# Consigne:
Présentez toutes les lignes des items ci-dessous sous forme de liste numérotée, sans les lignes vides. Ne reprenez pas les images dans votre réponse.

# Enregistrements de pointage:

+---+

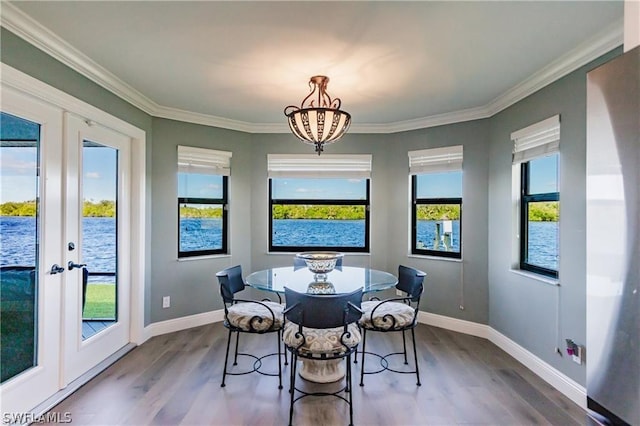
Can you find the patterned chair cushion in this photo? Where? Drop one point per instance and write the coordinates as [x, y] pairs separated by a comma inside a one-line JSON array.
[[320, 341], [402, 314], [240, 316]]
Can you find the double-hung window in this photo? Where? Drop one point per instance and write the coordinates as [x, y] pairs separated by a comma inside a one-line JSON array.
[[202, 201], [319, 202], [436, 214], [536, 160]]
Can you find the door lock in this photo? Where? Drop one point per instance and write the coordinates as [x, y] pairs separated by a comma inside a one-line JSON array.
[[56, 269], [73, 266]]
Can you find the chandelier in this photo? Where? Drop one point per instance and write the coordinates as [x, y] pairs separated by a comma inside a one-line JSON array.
[[318, 121]]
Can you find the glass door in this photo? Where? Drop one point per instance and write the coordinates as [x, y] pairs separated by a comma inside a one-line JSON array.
[[97, 285], [31, 261]]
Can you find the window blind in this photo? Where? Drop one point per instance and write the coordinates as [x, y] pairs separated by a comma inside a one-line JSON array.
[[203, 161], [314, 166], [432, 160], [538, 140]]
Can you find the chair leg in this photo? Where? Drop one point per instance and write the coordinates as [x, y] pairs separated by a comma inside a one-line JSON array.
[[404, 347], [226, 358], [235, 358], [292, 390], [350, 396], [415, 355], [279, 360], [364, 341]]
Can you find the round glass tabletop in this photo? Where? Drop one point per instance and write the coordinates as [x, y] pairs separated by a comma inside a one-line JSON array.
[[341, 280]]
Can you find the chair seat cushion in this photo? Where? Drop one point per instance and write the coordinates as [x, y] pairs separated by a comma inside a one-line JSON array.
[[254, 317], [389, 316], [321, 342]]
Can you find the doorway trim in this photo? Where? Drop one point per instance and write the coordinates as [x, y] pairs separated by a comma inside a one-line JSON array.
[[21, 82]]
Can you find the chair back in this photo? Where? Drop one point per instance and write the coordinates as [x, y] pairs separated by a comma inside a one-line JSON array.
[[231, 282], [410, 280], [323, 311]]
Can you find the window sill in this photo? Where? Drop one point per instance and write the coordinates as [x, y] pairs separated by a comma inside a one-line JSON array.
[[424, 256], [206, 256], [537, 277]]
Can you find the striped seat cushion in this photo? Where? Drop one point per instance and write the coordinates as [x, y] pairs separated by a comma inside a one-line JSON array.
[[389, 316], [321, 342], [250, 316]]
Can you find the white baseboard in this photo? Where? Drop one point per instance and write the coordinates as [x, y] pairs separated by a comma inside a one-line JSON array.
[[182, 323], [567, 386], [555, 378]]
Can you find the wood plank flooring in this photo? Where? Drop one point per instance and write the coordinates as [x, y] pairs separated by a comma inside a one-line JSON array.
[[174, 379]]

+---+

# Résultat de la tâche:
1. Can you find the patterned chair cushion in this photo? Where? Drop one point per instance and write the coordinates as [x, y] pairs separated by a comma inside a one-line JSON array.
2. [[320, 341], [402, 314], [240, 316]]
3. Can you find the double-hung window in this photo? Where? Drop one point per instance and write the coordinates as [x, y] pairs separated by a comma inside a one-line JSON array.
4. [[202, 201], [319, 202], [436, 214], [536, 160]]
5. Can you find the door lock in this photo? Where? Drop one point per instance and write the coordinates as [x, y] pairs separated by a comma inside a one-line JSON array.
6. [[56, 269], [73, 266]]
7. Can you find the chandelier in this photo? Where? Drop one point per instance and write the coordinates as [x, y] pairs separated by a comma inside a one-line JSON array.
8. [[318, 121]]
9. Can you find the glass door in this photo? Where? Drop one point per instance and write the coordinates as [x, y] pairs separated by a comma inside a one-line JSON array.
10. [[97, 285], [31, 261]]
11. Can you find the window blind in this photo? Where? Drop one point per instance and write the coordinates as [x, y] pairs separated by a comma inside a one-line JSON array.
12. [[203, 161], [314, 166], [432, 160], [538, 140]]
13. Can you find the chair leg in this photo? Where? Drop one point per instance and write the coordinates as [x, y] pairs separated by a comma inside a one-line JSON array.
14. [[404, 347], [226, 358], [235, 358], [292, 390], [350, 396], [415, 355], [279, 360], [364, 341]]
15. Can you find the round glass tabletop in this photo? Where? Drop one point per instance and write the coordinates as [x, y] pairs separated by a comma inside a one-line JSON array.
16. [[341, 280]]
17. Can you find the chair seat cushion in this photo? Where? Drop one point per instance and write the coordinates as [x, y] pairs separated by a comma inside a one-line JSON array.
18. [[254, 317], [389, 316], [321, 342]]
19. Can you find the doorway trim in this photo? Where? Drop one point per instance and write the coordinates as [x, y] pairs separated by a comma inside a one-line JSON array.
20. [[21, 82]]
21. Can you find the chair back in this photo? Where? Drop one point per instance and write the coordinates as [x, y] pairs separated by a comma inside a one-line JSON array.
22. [[231, 282], [410, 280], [323, 311]]
23. Can you find the window sill in this photo? Where? Drop one point per instance and write the coordinates as [x, y] pairs separated by a comma inside a one-line JSON array.
24. [[424, 256], [206, 256], [537, 277]]
25. Can you find the striped seat cushion in this photo? Where? Drop one point per instance and write the coordinates as [x, y] pairs separated by a comma inside a one-line JSON array.
26. [[389, 316], [321, 342], [250, 316]]
27. Can you find the white baseboard in this photo? Where? Drop one point per instance and write the coordinates as [x, y] pairs separated by a comma inside a one-line JSON array.
28. [[182, 323], [567, 386], [555, 378]]
29. Can you find the wood plank flooring in this photo? Where? Drop one point per instance and write the coordinates as [x, y] pairs separated by a comma inside a one-line JSON array.
30. [[174, 379]]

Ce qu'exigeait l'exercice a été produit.